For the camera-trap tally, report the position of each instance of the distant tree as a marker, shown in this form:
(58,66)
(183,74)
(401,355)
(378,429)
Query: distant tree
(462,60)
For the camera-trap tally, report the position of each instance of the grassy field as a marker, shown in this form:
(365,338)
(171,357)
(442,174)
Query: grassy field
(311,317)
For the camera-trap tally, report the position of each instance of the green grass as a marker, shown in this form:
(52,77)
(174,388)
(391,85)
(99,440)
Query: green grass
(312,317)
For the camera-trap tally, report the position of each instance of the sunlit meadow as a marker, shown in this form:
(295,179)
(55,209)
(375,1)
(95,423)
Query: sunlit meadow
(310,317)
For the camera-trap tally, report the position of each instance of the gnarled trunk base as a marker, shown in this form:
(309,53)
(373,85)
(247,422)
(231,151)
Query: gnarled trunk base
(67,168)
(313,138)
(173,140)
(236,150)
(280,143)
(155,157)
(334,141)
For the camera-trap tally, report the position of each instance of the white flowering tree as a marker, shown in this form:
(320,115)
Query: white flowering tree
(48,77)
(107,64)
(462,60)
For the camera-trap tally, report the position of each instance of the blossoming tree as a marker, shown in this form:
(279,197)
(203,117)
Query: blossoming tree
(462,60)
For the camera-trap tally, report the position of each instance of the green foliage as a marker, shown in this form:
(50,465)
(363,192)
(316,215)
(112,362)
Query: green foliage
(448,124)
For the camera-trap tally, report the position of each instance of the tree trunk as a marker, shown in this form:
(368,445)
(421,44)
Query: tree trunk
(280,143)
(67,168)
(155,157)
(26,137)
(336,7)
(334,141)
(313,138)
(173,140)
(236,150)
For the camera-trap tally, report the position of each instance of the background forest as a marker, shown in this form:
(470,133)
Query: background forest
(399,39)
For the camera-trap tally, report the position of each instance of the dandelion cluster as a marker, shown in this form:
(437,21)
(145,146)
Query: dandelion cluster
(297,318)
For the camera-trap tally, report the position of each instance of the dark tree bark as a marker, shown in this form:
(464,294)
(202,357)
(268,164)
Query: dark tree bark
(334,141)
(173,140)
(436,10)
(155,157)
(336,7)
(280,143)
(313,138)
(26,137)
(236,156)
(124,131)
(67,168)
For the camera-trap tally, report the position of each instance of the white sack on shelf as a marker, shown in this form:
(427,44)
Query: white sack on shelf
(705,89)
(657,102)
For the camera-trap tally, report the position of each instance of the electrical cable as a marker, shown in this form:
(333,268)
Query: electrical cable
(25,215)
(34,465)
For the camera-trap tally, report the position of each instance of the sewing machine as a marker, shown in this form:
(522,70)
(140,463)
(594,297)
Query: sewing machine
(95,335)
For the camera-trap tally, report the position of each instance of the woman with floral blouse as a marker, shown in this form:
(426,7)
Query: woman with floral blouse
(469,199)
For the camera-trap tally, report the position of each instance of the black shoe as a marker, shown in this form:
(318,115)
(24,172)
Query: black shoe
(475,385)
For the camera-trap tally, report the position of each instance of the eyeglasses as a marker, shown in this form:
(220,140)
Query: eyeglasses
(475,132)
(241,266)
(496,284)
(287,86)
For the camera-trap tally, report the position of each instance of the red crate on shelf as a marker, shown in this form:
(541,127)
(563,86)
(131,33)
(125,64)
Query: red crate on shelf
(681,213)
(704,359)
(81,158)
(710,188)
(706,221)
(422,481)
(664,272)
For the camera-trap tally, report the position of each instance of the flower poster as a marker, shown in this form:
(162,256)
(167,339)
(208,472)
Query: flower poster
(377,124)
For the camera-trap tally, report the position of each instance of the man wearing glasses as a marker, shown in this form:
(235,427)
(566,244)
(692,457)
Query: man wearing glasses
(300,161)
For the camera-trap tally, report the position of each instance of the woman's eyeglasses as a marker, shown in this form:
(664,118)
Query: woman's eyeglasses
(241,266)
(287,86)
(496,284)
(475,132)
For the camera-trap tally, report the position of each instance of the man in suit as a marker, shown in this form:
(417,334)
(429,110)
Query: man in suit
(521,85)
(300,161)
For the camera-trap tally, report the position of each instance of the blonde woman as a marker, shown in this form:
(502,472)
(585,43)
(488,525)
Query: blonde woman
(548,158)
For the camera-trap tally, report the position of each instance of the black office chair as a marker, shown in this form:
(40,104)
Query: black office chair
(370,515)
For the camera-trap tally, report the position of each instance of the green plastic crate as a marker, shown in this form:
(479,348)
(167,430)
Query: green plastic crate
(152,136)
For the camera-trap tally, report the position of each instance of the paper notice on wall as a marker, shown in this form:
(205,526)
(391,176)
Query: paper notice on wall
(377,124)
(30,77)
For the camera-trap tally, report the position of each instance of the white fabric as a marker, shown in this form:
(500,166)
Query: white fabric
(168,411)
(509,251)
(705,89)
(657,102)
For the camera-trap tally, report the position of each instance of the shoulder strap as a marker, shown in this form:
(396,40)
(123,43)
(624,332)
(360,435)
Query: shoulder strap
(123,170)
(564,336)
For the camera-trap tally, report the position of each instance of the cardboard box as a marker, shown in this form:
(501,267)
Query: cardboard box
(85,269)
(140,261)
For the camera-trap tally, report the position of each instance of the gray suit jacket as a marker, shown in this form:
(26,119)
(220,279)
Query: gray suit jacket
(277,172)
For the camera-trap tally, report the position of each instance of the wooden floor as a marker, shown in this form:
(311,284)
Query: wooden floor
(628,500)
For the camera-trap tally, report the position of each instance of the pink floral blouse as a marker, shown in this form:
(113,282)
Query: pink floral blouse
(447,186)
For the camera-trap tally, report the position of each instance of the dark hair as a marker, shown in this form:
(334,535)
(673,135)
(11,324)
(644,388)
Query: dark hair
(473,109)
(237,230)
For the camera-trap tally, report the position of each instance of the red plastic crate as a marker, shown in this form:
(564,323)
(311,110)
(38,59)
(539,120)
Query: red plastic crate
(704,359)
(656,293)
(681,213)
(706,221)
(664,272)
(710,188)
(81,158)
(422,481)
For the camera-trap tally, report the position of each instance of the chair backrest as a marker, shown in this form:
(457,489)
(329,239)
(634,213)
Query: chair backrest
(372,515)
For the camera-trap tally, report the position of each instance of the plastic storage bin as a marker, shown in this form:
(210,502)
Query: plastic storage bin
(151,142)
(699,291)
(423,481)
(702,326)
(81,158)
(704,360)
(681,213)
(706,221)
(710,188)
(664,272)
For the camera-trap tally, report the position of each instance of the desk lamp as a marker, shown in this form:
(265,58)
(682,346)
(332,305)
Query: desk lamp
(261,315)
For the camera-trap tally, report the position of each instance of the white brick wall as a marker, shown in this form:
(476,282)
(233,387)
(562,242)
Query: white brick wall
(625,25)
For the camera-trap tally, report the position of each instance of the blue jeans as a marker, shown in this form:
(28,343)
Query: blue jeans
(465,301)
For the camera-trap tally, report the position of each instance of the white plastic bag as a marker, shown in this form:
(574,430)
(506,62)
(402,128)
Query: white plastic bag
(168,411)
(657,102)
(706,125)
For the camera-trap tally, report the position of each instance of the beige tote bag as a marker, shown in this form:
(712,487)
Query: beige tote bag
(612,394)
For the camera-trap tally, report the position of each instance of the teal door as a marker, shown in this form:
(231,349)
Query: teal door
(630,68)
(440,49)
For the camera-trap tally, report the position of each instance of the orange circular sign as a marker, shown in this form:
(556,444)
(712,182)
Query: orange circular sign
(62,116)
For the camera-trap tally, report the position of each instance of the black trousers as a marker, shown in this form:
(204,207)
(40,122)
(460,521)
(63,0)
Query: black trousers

::::

Exercise goal | In the records above, find the line containing "of the plastic"; please retype it and every line after it through the last line, exactly and with nothing else.

Output of the task |
For the camera-trap tally, report the position of each instance of the plastic storage bin as a marker, shown in this form:
(210,502)
Query: plastic storage bin
(151,142)
(699,291)
(423,481)
(702,326)
(81,158)
(704,360)
(681,213)
(706,221)
(710,188)
(664,272)
For the camera-trap tally, report the position of each instance of the desk lamp as a marker, shown in this form:
(265,58)
(682,346)
(332,305)
Query: desk lamp
(261,315)
For the camera-trap tally, report the position of each instance of the white brick wall as a marker, shown in this form:
(476,282)
(233,387)
(562,242)
Query: white brick wall
(625,25)
For the camera-trap tally, report the position of each instance of the blue jeans as a marker, shown in this form:
(28,343)
Query: blue jeans
(465,301)
For the camera-trap tally, report the position of each instance of the white plastic bag as a marker, shown in this form:
(574,430)
(506,62)
(402,128)
Query: white plastic bag
(168,411)
(657,102)
(706,125)
For the camera-trap tally, report the position of each instance of the beige tote bag as a marker, shown in this form:
(712,487)
Query: beige tote bag
(612,394)
For the camera-trap tally, report the position of each instance of the teal door as a marker, shown in this form:
(231,349)
Query: teal door
(630,68)
(440,49)
For the camera-trap tally, report the position of each instance of the orange circular sign as a marker, shown in this form:
(556,444)
(712,182)
Query: orange circular sign
(62,116)
For the camera-trap tally, report the position of each instance of the black trousers as a marker, shown in this form:
(204,207)
(40,122)
(460,521)
(63,0)
Query: black trousers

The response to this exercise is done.